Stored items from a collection
──────────────────────────────
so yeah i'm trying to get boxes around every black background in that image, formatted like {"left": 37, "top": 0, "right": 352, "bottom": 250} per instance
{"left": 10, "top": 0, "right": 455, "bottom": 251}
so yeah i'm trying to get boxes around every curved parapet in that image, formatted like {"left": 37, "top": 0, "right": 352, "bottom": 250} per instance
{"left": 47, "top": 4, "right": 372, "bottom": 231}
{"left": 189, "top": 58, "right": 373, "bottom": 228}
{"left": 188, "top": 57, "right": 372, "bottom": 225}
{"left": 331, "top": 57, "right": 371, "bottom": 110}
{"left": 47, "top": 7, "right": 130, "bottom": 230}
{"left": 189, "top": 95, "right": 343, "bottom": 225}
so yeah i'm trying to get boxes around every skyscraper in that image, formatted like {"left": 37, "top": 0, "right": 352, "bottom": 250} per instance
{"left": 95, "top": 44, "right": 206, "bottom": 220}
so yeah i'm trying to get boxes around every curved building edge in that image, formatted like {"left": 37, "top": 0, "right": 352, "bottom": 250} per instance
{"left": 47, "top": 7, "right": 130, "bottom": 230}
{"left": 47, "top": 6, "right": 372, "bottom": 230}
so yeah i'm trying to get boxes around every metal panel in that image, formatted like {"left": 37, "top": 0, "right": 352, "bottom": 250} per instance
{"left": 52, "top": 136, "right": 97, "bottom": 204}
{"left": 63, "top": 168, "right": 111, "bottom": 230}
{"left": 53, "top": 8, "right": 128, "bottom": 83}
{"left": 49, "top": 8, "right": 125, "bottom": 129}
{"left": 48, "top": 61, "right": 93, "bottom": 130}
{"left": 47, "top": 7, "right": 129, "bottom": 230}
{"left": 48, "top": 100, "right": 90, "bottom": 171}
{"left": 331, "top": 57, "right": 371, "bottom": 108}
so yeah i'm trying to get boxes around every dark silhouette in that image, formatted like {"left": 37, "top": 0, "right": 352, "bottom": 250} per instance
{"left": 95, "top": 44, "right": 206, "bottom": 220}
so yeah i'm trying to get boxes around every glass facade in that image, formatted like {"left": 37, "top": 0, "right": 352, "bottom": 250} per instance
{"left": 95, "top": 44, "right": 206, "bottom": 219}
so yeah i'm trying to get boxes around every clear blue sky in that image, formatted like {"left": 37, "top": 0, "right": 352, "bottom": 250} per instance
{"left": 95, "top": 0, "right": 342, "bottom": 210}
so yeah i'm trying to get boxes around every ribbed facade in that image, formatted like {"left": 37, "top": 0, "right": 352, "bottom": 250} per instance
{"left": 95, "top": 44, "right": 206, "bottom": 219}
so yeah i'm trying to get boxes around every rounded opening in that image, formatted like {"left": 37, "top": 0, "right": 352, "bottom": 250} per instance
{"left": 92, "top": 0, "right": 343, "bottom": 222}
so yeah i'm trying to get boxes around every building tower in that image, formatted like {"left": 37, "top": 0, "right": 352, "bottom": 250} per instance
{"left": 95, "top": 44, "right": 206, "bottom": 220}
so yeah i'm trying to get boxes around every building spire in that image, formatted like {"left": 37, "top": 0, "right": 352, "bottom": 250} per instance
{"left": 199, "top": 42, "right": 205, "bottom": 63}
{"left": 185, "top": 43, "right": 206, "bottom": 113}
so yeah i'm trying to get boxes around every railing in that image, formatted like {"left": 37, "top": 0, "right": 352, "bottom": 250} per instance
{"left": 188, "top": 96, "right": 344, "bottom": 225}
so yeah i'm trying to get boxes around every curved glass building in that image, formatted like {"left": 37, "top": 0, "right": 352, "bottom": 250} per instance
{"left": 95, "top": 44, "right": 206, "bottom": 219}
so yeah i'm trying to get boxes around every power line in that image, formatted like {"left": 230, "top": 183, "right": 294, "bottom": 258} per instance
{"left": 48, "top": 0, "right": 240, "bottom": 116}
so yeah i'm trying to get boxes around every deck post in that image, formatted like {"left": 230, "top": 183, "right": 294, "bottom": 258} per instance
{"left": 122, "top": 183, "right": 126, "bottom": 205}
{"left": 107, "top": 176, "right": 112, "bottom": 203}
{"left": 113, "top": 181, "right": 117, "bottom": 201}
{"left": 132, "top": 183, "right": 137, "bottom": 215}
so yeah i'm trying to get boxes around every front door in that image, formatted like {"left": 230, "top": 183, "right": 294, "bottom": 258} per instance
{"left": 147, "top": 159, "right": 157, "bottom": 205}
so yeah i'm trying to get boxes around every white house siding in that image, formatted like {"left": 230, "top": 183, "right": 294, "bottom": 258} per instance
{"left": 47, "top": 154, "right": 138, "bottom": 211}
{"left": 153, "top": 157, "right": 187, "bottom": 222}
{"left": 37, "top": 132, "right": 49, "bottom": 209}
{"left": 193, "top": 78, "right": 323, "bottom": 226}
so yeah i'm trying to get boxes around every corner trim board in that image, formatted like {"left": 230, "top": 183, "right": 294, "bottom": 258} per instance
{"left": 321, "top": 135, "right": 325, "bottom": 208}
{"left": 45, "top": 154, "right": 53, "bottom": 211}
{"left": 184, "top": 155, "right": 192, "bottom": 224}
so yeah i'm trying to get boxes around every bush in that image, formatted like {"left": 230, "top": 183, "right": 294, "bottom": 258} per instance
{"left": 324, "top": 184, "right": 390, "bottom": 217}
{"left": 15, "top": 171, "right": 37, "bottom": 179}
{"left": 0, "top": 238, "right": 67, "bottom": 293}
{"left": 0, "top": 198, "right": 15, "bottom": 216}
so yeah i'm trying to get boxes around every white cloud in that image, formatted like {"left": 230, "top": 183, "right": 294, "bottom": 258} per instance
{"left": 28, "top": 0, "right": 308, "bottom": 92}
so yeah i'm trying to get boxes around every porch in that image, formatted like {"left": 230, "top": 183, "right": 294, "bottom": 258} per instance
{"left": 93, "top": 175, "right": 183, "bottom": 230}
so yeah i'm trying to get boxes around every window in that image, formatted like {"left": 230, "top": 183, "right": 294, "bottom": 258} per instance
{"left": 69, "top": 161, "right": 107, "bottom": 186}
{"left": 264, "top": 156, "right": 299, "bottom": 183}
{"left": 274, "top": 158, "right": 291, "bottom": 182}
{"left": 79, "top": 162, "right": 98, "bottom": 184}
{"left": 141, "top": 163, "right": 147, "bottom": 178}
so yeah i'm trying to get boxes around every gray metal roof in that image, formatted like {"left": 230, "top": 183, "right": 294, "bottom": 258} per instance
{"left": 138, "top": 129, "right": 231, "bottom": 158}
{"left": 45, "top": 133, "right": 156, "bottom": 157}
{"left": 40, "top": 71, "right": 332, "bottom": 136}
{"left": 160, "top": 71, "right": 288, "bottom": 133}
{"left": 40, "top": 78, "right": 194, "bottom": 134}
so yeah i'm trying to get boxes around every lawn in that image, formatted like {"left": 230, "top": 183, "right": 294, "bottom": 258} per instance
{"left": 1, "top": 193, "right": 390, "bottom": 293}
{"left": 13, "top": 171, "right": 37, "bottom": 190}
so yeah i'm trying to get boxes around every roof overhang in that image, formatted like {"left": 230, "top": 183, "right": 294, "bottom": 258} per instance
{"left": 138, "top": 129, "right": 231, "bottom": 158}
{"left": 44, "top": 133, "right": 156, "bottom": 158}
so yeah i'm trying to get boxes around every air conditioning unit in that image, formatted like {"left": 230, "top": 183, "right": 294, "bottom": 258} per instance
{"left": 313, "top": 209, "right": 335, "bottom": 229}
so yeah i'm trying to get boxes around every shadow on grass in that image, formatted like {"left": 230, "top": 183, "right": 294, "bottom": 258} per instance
──────────────────────────────
Output all entries again exactly; no line may be altered.

__The completed task__:
so yeah i'm trying to get boxes around every black background in that image, formatted like {"left": 37, "top": 0, "right": 352, "bottom": 250} per instance
{"left": 10, "top": 0, "right": 455, "bottom": 251}
so yeah i'm trying to get boxes around every curved parapet in that image, formatted like {"left": 37, "top": 0, "right": 352, "bottom": 250} per instance
{"left": 47, "top": 4, "right": 372, "bottom": 231}
{"left": 189, "top": 58, "right": 373, "bottom": 228}
{"left": 188, "top": 57, "right": 372, "bottom": 225}
{"left": 331, "top": 57, "right": 371, "bottom": 110}
{"left": 47, "top": 7, "right": 130, "bottom": 230}
{"left": 189, "top": 95, "right": 343, "bottom": 225}
so yeah i'm trying to get boxes around every skyscraper in that image, formatted like {"left": 37, "top": 0, "right": 352, "bottom": 250} per instance
{"left": 95, "top": 44, "right": 206, "bottom": 220}
so yeah i'm trying to get boxes around every curved building edge in that image, formatted like {"left": 37, "top": 0, "right": 352, "bottom": 250} per instance
{"left": 47, "top": 7, "right": 130, "bottom": 230}
{"left": 47, "top": 6, "right": 372, "bottom": 230}
so yeah i'm trying to get boxes around every metal panel in that image, formatted like {"left": 37, "top": 0, "right": 352, "bottom": 250} per instance
{"left": 52, "top": 136, "right": 97, "bottom": 204}
{"left": 63, "top": 168, "right": 111, "bottom": 230}
{"left": 53, "top": 8, "right": 128, "bottom": 83}
{"left": 49, "top": 8, "right": 125, "bottom": 129}
{"left": 48, "top": 61, "right": 93, "bottom": 130}
{"left": 47, "top": 7, "right": 129, "bottom": 230}
{"left": 48, "top": 100, "right": 90, "bottom": 171}
{"left": 331, "top": 57, "right": 371, "bottom": 108}
so yeah i'm trying to get boxes around every dark silhouette in that image, formatted like {"left": 37, "top": 0, "right": 352, "bottom": 250} per instance
{"left": 95, "top": 44, "right": 206, "bottom": 220}
so yeah i'm trying to get boxes around every glass facade in that image, formatted like {"left": 37, "top": 0, "right": 352, "bottom": 250} per instance
{"left": 95, "top": 44, "right": 206, "bottom": 219}
so yeah i'm trying to get boxes around every clear blue sky in that image, formatted like {"left": 37, "top": 0, "right": 352, "bottom": 250} per instance
{"left": 95, "top": 0, "right": 342, "bottom": 210}
so yeah i'm trying to get boxes around every ribbed facade in that image, formatted like {"left": 37, "top": 0, "right": 352, "bottom": 250} per instance
{"left": 95, "top": 44, "right": 206, "bottom": 219}
so yeah i'm trying to get boxes around every rounded opening in that image, formatted like {"left": 37, "top": 0, "right": 352, "bottom": 250} per instance
{"left": 92, "top": 0, "right": 343, "bottom": 222}
so yeah i'm trying to get boxes around every building tower in that image, formatted like {"left": 37, "top": 0, "right": 352, "bottom": 250} per instance
{"left": 95, "top": 44, "right": 206, "bottom": 220}
so yeah i'm trying to get boxes around every building spire in that image, formatted like {"left": 37, "top": 0, "right": 352, "bottom": 250} per instance
{"left": 199, "top": 42, "right": 205, "bottom": 63}
{"left": 185, "top": 43, "right": 206, "bottom": 113}
so yeah i'm trying to get boxes around every railing in that image, formatted like {"left": 37, "top": 0, "right": 352, "bottom": 250} per instance
{"left": 188, "top": 96, "right": 344, "bottom": 225}
so yeah i'm trying to get boxes around every curved glass building in that image, formatted like {"left": 37, "top": 0, "right": 352, "bottom": 250} per instance
{"left": 95, "top": 44, "right": 206, "bottom": 219}
so yeah i'm trying to get boxes around every power line in that image, formatted like {"left": 230, "top": 183, "right": 294, "bottom": 258} per instance
{"left": 48, "top": 0, "right": 240, "bottom": 116}
so yeah i'm trying to get boxes around every deck post in that image, formatted like {"left": 230, "top": 183, "right": 294, "bottom": 258} per instance
{"left": 122, "top": 183, "right": 126, "bottom": 205}
{"left": 107, "top": 176, "right": 112, "bottom": 203}
{"left": 113, "top": 181, "right": 117, "bottom": 201}
{"left": 132, "top": 183, "right": 137, "bottom": 215}
so yeah i'm trying to get boxes around every front door in that image, formatted like {"left": 230, "top": 183, "right": 294, "bottom": 258} per instance
{"left": 147, "top": 159, "right": 157, "bottom": 205}
so yeah i'm trying to get boxes around every white house siding in that image, formatted like {"left": 230, "top": 183, "right": 294, "bottom": 258} per instance
{"left": 47, "top": 154, "right": 138, "bottom": 211}
{"left": 153, "top": 157, "right": 187, "bottom": 222}
{"left": 37, "top": 132, "right": 49, "bottom": 209}
{"left": 193, "top": 78, "right": 323, "bottom": 226}
so yeah i'm trying to get boxes around every corner trim board in that image, formatted like {"left": 230, "top": 183, "right": 294, "bottom": 258} per instance
{"left": 321, "top": 135, "right": 325, "bottom": 208}
{"left": 45, "top": 154, "right": 53, "bottom": 211}
{"left": 184, "top": 155, "right": 192, "bottom": 224}
so yeah i'm trying to get boxes around every bush in that image, formatted like {"left": 230, "top": 183, "right": 294, "bottom": 258} per instance
{"left": 324, "top": 184, "right": 390, "bottom": 217}
{"left": 15, "top": 171, "right": 37, "bottom": 179}
{"left": 0, "top": 238, "right": 67, "bottom": 293}
{"left": 0, "top": 198, "right": 15, "bottom": 216}
so yeah i'm trying to get boxes around every white cloud in that image, formatted like {"left": 230, "top": 183, "right": 294, "bottom": 258} per instance
{"left": 28, "top": 0, "right": 308, "bottom": 92}
so yeah i'm trying to get boxes around every porch in that image, formatted like {"left": 230, "top": 183, "right": 294, "bottom": 258} per instance
{"left": 93, "top": 175, "right": 183, "bottom": 230}
so yeah i'm trying to get boxes around every window in that image, formatted like {"left": 230, "top": 183, "right": 294, "bottom": 258} per instance
{"left": 69, "top": 161, "right": 107, "bottom": 186}
{"left": 264, "top": 156, "right": 299, "bottom": 183}
{"left": 274, "top": 158, "right": 291, "bottom": 182}
{"left": 79, "top": 162, "right": 98, "bottom": 184}
{"left": 141, "top": 163, "right": 147, "bottom": 178}
so yeah i'm trying to get boxes around every gray metal roof in that image, formatted like {"left": 230, "top": 183, "right": 294, "bottom": 258} per instance
{"left": 138, "top": 129, "right": 231, "bottom": 158}
{"left": 45, "top": 133, "right": 156, "bottom": 157}
{"left": 40, "top": 71, "right": 332, "bottom": 136}
{"left": 160, "top": 71, "right": 288, "bottom": 133}
{"left": 40, "top": 78, "right": 194, "bottom": 134}
so yeah i'm trying to get boxes around every lawn in that image, formatted like {"left": 230, "top": 183, "right": 294, "bottom": 258} per instance
{"left": 1, "top": 193, "right": 390, "bottom": 293}
{"left": 13, "top": 171, "right": 37, "bottom": 190}
so yeah i'm trying to get boxes around every roof overhang in that image, formatted like {"left": 230, "top": 183, "right": 294, "bottom": 258} per instance
{"left": 138, "top": 129, "right": 231, "bottom": 158}
{"left": 44, "top": 133, "right": 156, "bottom": 158}
so yeah i'm trying to get boxes around every air conditioning unit in that image, formatted like {"left": 230, "top": 183, "right": 294, "bottom": 258} per instance
{"left": 313, "top": 209, "right": 335, "bottom": 229}
so yeah i'm trying to get boxes around every shadow on grass in that image, formatted like {"left": 230, "top": 183, "right": 294, "bottom": 258} per instance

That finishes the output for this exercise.